[Required work] Only one range belongs in the answer: the line holding "of the glossy" through the last line of the records, reproduced as is.

Source records:
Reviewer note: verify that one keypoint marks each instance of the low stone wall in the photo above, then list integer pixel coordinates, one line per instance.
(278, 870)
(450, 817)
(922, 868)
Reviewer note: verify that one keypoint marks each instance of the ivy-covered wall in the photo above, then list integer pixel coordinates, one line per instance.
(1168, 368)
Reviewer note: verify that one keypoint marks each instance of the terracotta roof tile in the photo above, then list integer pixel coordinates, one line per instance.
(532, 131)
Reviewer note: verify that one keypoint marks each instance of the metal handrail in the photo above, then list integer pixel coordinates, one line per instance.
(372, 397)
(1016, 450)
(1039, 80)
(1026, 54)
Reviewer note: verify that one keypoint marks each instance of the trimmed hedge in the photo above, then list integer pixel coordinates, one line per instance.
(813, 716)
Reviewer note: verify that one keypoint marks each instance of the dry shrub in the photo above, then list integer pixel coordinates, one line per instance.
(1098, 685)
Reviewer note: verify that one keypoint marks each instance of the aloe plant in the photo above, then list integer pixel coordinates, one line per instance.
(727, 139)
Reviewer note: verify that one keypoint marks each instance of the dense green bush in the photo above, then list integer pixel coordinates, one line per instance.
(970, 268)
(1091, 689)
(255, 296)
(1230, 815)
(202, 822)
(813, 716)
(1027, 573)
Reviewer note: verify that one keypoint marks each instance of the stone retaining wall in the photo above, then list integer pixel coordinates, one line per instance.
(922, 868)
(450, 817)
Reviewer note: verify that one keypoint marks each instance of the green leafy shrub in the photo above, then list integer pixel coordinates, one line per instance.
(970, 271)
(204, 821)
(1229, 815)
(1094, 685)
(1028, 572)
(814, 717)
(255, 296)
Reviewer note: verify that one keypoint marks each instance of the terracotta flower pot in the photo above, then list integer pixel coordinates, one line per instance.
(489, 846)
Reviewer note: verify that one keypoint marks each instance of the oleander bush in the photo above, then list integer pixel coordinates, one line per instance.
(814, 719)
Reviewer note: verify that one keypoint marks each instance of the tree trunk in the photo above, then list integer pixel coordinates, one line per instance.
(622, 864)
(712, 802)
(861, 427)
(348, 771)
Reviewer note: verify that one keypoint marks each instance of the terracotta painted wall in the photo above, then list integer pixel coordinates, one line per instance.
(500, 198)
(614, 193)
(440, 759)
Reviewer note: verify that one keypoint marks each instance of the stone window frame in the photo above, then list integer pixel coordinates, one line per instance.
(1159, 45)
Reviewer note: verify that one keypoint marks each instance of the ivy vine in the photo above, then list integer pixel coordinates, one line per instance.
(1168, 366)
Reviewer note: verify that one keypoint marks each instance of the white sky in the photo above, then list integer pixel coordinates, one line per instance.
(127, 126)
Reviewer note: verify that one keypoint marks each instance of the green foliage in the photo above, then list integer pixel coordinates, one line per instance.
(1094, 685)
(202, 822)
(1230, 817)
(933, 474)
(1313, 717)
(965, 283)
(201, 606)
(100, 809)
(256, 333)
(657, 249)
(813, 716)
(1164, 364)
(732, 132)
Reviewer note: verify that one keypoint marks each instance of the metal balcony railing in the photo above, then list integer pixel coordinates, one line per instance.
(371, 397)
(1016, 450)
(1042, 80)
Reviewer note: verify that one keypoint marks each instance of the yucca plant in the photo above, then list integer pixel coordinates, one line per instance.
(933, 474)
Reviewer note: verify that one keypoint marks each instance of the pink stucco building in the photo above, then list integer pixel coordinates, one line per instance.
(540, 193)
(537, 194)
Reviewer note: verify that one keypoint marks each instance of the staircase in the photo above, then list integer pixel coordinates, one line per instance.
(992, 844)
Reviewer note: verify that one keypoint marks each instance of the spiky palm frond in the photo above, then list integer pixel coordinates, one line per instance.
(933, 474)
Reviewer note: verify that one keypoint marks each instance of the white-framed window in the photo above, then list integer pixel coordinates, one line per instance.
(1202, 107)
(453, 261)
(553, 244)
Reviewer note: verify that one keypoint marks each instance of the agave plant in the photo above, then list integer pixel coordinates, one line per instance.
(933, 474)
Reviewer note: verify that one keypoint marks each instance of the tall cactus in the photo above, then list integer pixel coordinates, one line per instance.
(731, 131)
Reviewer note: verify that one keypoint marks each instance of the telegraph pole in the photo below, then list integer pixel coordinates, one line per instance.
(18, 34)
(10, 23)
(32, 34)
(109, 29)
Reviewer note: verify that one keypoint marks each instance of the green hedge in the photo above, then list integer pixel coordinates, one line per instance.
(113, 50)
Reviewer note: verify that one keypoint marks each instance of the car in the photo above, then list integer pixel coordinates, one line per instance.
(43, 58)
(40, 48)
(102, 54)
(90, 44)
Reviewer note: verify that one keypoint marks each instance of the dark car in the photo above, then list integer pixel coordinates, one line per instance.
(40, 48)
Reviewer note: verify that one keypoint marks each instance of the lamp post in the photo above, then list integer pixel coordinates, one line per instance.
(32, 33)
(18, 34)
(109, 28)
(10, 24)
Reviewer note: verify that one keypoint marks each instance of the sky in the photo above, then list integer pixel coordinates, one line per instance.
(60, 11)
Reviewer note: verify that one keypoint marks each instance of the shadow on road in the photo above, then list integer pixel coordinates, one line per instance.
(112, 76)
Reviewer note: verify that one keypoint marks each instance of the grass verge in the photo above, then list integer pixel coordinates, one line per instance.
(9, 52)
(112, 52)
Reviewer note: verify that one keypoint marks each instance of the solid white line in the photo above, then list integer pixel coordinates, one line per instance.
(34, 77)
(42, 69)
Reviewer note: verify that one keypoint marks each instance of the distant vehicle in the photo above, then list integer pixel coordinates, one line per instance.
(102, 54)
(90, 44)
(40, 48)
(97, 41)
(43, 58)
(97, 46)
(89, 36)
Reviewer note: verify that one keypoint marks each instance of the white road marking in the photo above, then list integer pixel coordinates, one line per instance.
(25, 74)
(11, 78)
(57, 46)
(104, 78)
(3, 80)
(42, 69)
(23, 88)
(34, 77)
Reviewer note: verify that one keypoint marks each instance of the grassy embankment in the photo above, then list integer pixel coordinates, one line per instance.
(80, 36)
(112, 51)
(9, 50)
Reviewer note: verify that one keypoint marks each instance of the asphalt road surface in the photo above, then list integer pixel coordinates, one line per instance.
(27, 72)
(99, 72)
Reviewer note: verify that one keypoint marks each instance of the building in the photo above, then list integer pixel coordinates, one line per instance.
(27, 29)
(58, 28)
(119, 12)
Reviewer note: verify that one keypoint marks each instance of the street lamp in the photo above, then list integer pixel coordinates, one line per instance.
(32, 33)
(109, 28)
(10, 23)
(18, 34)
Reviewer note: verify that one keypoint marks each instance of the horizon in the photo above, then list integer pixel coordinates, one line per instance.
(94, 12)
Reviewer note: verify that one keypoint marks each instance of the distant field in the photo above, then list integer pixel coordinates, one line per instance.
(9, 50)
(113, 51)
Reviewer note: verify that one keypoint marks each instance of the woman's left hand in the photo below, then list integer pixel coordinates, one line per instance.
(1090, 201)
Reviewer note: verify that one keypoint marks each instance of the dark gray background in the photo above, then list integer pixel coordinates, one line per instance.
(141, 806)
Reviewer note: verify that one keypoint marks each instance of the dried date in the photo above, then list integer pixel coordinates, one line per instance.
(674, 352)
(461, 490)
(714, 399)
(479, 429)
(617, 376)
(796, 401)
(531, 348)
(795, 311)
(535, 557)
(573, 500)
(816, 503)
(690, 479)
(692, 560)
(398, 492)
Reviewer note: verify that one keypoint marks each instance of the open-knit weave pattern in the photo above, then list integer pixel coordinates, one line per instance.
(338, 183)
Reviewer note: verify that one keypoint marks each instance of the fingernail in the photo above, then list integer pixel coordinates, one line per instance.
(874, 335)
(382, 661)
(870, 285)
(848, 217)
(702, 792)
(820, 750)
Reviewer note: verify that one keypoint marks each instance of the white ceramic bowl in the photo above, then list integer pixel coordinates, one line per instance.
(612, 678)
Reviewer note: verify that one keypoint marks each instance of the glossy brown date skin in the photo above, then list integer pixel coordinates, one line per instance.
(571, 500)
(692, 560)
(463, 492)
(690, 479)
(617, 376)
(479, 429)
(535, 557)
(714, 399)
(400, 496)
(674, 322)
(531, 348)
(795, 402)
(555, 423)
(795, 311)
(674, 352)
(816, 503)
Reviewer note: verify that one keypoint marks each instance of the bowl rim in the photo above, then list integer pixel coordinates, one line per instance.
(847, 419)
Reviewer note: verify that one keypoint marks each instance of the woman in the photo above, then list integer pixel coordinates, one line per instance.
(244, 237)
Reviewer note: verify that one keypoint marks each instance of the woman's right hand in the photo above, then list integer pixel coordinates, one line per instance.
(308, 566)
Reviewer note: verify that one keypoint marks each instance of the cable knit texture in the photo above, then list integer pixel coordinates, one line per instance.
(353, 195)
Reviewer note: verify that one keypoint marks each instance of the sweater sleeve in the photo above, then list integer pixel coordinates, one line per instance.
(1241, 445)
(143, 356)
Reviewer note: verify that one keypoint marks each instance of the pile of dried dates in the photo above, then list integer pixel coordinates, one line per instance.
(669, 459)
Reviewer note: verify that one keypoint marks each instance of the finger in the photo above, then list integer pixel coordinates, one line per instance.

[Exercise result]
Reviewer note: verify that one keypoint marks each instance of the glossy brown date skin in the photo above, then list integer pixel coordinates, one line per instance.
(571, 500)
(692, 560)
(463, 492)
(690, 479)
(617, 376)
(479, 429)
(535, 557)
(714, 399)
(400, 496)
(674, 322)
(531, 348)
(795, 402)
(555, 423)
(795, 311)
(674, 352)
(816, 503)
Reviewer note: verify that one keypoint marks each instance of the bowl rim in the photo above, then list integer pixel coordinates, one line per instance.
(847, 419)
Reviewer note: verify that one keypoint marks each instance of the woman in the photo above, then list integer pixel coordinates, one line per instance.
(244, 237)
Reviewer note: verify that one keypoint marks each instance of the woman's right hand in the photo above, then list integer pixel coordinates, one line per instance.
(308, 566)
Reviewer note: verify that one keypoint marks each instance of the cable knit texture in the photo above, then list integer pixel coordinates, one line per instance.
(353, 195)
Reviewer note: verify that one keypoint marks each instance of the sweater sleeve in the photo above, then list integer pixel coordinates, one line per instance.
(1241, 445)
(143, 356)
Reviewer note: verify that one keypoint marks each instance of the pile of dried dates in the photo above, then list integer pixel coordinates, one line per instance.
(669, 459)
Reviewer note: verify that one keypoint marks each instance of the finger in the photo above, then list integer pixel coordinates, one line per instance.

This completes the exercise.